Saved data entries
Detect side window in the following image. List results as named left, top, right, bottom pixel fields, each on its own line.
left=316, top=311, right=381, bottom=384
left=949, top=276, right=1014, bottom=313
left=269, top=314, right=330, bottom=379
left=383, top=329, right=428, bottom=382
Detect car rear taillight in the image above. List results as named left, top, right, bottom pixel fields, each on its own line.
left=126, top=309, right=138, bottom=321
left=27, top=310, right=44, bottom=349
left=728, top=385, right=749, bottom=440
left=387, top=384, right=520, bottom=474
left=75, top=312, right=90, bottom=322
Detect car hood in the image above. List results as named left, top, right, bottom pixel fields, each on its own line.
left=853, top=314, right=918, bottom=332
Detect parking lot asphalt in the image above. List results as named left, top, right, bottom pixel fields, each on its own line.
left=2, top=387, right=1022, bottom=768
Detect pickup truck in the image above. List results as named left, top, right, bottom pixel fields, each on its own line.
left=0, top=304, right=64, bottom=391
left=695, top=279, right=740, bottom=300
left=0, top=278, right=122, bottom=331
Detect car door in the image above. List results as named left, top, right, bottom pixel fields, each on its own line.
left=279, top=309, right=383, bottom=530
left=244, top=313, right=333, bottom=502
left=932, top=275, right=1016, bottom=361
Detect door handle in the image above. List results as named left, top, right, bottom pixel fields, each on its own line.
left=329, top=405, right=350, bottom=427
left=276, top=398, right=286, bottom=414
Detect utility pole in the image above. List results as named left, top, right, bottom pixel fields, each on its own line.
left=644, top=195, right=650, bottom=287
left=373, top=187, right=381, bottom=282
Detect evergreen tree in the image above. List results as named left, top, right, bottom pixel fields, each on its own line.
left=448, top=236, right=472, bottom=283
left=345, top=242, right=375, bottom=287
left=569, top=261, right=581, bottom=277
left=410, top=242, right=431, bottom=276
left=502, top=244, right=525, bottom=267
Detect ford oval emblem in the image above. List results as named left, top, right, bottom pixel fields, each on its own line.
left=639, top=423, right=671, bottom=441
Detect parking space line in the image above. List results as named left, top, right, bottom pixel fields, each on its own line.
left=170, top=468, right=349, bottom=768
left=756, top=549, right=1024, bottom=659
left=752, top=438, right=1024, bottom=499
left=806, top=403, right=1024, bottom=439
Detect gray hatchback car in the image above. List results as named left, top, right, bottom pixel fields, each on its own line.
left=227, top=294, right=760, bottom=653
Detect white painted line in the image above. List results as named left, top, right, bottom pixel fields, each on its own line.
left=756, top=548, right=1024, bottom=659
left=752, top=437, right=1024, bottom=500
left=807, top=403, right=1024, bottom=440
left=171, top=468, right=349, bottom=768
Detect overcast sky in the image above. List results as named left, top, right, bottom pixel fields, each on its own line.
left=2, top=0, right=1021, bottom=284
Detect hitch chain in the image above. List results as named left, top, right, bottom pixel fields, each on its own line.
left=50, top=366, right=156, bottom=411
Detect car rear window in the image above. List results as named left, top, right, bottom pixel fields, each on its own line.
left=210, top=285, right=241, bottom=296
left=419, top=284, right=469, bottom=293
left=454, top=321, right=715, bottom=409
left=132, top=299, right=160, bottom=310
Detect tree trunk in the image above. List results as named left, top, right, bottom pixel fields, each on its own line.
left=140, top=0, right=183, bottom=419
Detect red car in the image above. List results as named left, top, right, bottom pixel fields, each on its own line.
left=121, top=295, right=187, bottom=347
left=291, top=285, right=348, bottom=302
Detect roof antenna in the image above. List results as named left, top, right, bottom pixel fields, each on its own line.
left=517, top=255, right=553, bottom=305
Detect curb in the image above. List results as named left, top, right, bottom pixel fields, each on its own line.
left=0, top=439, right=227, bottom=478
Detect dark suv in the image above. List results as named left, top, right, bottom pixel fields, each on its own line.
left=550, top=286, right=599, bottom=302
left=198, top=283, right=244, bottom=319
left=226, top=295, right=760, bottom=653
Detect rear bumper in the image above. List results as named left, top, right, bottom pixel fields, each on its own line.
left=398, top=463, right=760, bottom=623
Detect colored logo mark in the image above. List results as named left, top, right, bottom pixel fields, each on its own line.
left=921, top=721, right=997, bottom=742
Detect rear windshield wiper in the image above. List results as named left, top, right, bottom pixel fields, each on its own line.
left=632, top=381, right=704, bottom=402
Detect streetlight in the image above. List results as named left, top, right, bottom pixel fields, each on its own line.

WORK TASK> The entries shown above should be duplicated exactly.

RESULT OF THIS EXERCISE>
Detect side window in the following image. List results as named left, top, right, bottom pixel fields, each on its own line.
left=316, top=311, right=381, bottom=384
left=949, top=276, right=1014, bottom=313
left=269, top=314, right=330, bottom=379
left=383, top=329, right=428, bottom=382
Detect car rear taillight in the image above. List results as named left, top, right, bottom pixel fields, each on its own line.
left=126, top=309, right=138, bottom=321
left=27, top=310, right=44, bottom=349
left=728, top=385, right=749, bottom=440
left=387, top=384, right=520, bottom=474
left=75, top=312, right=90, bottom=322
Detect car hood in the image above. List results as named left, top, right, bottom pixel fields, each on its own line.
left=853, top=314, right=918, bottom=332
Detect parking lot asphalt in the image above. List results as named left, top, right, bottom pixel fields, each on its own line.
left=2, top=387, right=1022, bottom=768
Detect pickup truck in the image above. List results as named left, top, right, bottom pixel fields, each on its own line.
left=0, top=304, right=64, bottom=391
left=695, top=279, right=740, bottom=300
left=0, top=278, right=122, bottom=331
Detect car door in the image above. List results as named left, top, right, bottom pixel fields, each on its own line.
left=279, top=309, right=383, bottom=530
left=244, top=313, right=333, bottom=502
left=932, top=275, right=1016, bottom=361
Detect door handle in the image above. List results as named left, top, right, bottom pixel fields, each on its own line.
left=329, top=405, right=350, bottom=427
left=276, top=398, right=286, bottom=414
Detect utility pole in the image above. List results as named left, top, right, bottom pixel fields, each on its own line.
left=644, top=195, right=650, bottom=287
left=373, top=187, right=381, bottom=282
Detect evergreen tree in the image above. List results as named left, top, right, bottom pixel fields, each on its own line.
left=448, top=236, right=472, bottom=283
left=345, top=242, right=375, bottom=287
left=569, top=261, right=581, bottom=277
left=410, top=242, right=431, bottom=276
left=502, top=244, right=525, bottom=267
Detect ford oval emblem in the image above. List results as named left, top, right, bottom pixel fields, each on its own line.
left=639, top=423, right=671, bottom=441
Detect parking space line in the image above. List results as named left, top, right, bottom pixel fields, each on its own line.
left=170, top=468, right=349, bottom=768
left=756, top=549, right=1024, bottom=659
left=752, top=438, right=1024, bottom=499
left=806, top=403, right=1024, bottom=439
Detect gray hatchback car in the image above. List results as named left, top, right, bottom pixel fields, each on its own line.
left=227, top=294, right=760, bottom=653
Detect white painted line in the image above. List results as named left, top, right, bottom pixel fields, each on its own line.
left=756, top=548, right=1024, bottom=659
left=752, top=437, right=1024, bottom=500
left=807, top=403, right=1024, bottom=440
left=171, top=468, right=349, bottom=768
Detect overcast sky in the image above. List results as named left, top, right, bottom pixel fields, each on its own line.
left=2, top=0, right=1021, bottom=284
Detect hitch chain in the image above. List results as named left, top, right, bottom pixel fields, each on its own line.
left=50, top=366, right=156, bottom=411
Detect car rear window in the image above. List results as named left, top, right, bottom pixel fields, each on its own line.
left=210, top=285, right=241, bottom=296
left=419, top=284, right=469, bottom=293
left=454, top=321, right=715, bottom=409
left=132, top=299, right=160, bottom=310
Detect tree trunk in the image above. List results as named left, top, right, bottom pixel fields, each on its own line.
left=140, top=0, right=183, bottom=419
Detect red car in the image above. List results as named left, top, right, bottom pixel fields, each on its own line.
left=121, top=295, right=187, bottom=347
left=291, top=285, right=348, bottom=302
Detect roof antenna in the image above. List results as named left, top, right, bottom pixel fields, each on its own line.
left=517, top=255, right=553, bottom=305
Detect curb in the image above. List results as named left, top, right, bottom pixel fields, each on its own line.
left=0, top=439, right=227, bottom=478
Detect dark suv in the image above. List results as named left, top, right, bottom pixel fields, each on its own line.
left=550, top=286, right=599, bottom=302
left=198, top=283, right=244, bottom=319
left=226, top=295, right=760, bottom=653
Detect rear bumper in the image above. List results as named left, top, right, bottom pixel fields, each on its own line.
left=398, top=463, right=760, bottom=623
Detect colored logo mark in the image above. List results as named left, top, right, bottom pixel fields, each on its own line.
left=921, top=721, right=997, bottom=742
Detect rear windshield wiper in the image above. List results as named left, top, right, bottom pixel fields, each on its own line.
left=632, top=381, right=704, bottom=402
Detect streetlight in the image above. List results as named left, top, right, bottom pixel fields, each on its own line.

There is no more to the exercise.